#### [SET EXERCISE]
Locate each line below that contains the word "railing", and copy every one of those lines in full.

#### [DATA SHOWN]
(begin)
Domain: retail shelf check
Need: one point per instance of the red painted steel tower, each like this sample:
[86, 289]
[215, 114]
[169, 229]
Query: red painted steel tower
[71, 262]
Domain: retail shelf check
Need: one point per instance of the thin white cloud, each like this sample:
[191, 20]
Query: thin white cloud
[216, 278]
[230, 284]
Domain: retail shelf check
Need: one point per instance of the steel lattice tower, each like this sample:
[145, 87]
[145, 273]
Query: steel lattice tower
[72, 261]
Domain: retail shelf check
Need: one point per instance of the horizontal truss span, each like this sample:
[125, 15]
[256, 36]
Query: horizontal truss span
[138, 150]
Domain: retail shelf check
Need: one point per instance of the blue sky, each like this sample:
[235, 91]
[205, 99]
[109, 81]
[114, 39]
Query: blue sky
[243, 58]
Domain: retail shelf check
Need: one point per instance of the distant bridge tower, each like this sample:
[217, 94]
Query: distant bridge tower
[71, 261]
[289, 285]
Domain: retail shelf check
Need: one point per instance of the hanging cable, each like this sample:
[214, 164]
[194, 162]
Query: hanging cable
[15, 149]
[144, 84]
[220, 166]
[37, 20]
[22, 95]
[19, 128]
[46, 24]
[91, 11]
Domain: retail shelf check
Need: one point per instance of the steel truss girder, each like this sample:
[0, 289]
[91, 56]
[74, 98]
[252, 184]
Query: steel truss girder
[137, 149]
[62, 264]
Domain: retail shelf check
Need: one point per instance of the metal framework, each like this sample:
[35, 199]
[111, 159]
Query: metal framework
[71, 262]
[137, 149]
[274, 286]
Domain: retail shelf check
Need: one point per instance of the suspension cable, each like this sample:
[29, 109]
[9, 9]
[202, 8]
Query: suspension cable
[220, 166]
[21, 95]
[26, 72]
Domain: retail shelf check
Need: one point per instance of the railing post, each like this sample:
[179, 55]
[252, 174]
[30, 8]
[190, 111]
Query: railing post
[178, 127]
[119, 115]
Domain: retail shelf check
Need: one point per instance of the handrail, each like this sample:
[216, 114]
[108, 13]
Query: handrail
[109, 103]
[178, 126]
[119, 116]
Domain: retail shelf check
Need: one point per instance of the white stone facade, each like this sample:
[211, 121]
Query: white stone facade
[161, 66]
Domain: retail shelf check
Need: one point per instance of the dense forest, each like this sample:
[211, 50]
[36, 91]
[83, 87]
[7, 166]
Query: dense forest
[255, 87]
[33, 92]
(end)
(begin)
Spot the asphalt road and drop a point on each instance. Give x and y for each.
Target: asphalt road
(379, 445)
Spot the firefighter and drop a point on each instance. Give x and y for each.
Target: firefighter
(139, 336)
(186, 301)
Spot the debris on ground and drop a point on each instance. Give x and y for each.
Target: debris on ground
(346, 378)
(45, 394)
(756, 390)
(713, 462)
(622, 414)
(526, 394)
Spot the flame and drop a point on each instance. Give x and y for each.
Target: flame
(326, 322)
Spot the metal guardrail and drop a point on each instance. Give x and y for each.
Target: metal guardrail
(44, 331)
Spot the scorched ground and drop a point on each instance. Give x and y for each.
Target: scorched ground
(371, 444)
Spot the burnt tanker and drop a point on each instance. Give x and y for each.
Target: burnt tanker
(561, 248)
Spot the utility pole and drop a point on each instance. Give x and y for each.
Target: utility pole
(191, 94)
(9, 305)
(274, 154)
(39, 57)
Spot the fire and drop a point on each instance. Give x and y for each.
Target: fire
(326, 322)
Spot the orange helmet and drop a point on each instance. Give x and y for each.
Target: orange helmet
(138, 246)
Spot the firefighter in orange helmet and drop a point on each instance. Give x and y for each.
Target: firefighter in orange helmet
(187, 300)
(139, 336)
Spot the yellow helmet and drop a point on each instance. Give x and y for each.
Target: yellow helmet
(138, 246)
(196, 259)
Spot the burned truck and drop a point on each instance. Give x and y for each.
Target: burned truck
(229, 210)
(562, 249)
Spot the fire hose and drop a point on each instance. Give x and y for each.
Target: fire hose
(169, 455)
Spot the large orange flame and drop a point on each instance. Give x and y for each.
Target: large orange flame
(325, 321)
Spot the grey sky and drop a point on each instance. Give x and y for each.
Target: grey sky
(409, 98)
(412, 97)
(end)
(begin)
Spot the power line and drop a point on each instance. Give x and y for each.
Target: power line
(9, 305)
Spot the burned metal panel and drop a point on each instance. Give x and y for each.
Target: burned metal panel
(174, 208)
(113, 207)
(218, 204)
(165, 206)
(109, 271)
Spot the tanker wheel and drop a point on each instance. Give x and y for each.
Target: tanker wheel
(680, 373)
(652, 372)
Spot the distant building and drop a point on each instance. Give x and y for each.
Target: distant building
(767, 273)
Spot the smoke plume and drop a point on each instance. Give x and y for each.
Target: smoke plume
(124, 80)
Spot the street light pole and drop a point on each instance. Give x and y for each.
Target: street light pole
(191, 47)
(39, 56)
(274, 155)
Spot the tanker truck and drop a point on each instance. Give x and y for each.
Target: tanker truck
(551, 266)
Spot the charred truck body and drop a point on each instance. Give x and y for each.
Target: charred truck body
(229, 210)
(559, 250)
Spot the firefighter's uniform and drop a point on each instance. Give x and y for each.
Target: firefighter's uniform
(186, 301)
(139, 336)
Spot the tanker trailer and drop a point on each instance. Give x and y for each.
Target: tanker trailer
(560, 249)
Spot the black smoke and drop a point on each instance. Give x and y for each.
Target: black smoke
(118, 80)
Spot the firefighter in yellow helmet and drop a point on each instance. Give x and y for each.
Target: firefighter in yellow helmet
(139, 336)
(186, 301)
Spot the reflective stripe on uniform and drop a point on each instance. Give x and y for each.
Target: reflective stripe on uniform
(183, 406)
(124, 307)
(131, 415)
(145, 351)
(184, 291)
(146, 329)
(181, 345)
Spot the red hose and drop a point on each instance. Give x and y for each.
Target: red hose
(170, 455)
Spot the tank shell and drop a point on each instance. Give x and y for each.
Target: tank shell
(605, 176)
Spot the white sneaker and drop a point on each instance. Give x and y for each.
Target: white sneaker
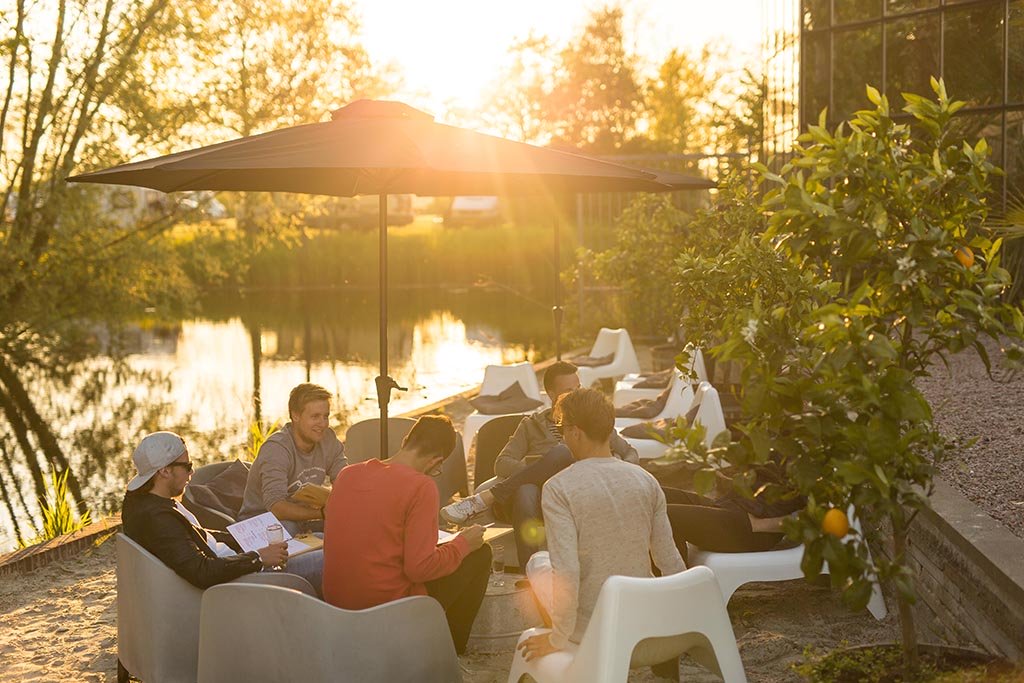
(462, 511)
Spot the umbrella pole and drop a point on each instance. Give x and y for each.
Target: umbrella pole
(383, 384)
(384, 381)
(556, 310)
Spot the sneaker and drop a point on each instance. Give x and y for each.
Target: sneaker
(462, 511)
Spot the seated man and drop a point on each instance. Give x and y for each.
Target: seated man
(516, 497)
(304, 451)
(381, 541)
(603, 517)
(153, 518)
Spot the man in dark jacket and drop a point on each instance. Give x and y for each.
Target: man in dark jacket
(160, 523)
(end)
#### [RESPONSE TO THE EXERCISE]
Need: one point per instance of the railing post, each like this sample:
Query: railing post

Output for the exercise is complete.